WORK REQUIRED | Retype, word for word, every line of the records below starting at the one that contains "Exercise. Mark the black" and ending at the one that contains "Exercise. Mark the grass"; include both of those lines and nothing more.

INPUT DATA |
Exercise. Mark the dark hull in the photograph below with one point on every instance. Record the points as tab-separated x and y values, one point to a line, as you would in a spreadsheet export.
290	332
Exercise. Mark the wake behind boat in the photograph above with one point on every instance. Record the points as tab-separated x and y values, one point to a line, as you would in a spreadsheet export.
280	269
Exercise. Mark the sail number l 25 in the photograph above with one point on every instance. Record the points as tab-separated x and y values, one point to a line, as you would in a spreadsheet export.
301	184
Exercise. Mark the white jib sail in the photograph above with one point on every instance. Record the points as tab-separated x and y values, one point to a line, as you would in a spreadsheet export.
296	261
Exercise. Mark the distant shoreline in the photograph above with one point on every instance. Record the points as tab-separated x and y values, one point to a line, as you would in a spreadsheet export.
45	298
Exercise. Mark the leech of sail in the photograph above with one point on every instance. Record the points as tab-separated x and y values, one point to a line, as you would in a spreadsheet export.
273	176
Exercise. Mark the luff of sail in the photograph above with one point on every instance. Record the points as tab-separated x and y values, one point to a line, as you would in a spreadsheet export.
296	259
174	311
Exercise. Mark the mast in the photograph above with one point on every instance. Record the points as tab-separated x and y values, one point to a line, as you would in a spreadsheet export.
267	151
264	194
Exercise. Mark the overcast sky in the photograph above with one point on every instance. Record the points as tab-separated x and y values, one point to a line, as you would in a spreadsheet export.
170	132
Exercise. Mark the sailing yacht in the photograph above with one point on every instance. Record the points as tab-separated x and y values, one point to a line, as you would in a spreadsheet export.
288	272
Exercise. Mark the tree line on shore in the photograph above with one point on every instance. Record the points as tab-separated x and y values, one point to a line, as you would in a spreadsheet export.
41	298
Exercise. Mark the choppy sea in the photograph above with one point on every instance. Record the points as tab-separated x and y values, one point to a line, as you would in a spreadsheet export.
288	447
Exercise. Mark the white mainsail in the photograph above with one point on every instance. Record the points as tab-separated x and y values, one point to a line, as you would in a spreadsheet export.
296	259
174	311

--

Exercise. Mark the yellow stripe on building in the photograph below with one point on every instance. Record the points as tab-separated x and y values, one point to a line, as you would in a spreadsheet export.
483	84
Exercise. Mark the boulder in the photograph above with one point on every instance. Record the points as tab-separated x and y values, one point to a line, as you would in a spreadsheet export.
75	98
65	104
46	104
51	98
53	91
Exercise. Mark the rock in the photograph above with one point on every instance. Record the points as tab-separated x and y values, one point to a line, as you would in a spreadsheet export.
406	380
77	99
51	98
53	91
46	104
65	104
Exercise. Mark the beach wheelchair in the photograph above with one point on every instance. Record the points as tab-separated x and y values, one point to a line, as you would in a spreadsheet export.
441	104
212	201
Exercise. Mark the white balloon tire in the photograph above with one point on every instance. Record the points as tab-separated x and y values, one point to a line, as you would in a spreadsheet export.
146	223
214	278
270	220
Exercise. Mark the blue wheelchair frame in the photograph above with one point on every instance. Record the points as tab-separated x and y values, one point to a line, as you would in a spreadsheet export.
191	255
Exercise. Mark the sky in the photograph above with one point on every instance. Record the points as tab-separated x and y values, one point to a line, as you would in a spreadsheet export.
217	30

==

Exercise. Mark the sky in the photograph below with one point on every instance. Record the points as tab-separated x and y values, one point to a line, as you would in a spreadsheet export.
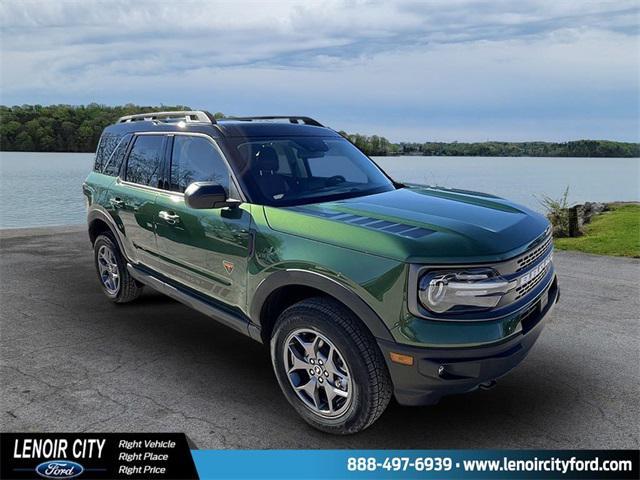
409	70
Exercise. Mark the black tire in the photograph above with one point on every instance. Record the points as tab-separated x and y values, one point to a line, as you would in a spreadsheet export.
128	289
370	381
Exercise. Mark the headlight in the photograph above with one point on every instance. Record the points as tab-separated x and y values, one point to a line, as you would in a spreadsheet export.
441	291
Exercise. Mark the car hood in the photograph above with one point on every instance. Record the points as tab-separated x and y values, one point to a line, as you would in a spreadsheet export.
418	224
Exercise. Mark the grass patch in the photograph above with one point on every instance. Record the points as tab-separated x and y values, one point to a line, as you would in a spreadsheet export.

RESPONSE |
Exercise. Mark the black tire in the photograph above with one point on every instance. Record the points as tab-separated x and y values, one point to a line, as you would in a spreadsheet export.
128	289
370	381
Exercise. Mark the headlight in the photograph above with one point on every instance. Record the points as tab-separated x and y values, one point to a line, as you would in a spreadsheet export.
441	291
Exercise. Mark the car hood in the photograph above with one point on every instance. Record the points as tab-separated x and y values, one point to a line, as you would in a spreadsheet export.
418	224
Exercise. Mark the grass patch in the photograph above with one point on every instance. Record the points as tab-separated x and y values, one point to a line, as you would in a spreadsheet export.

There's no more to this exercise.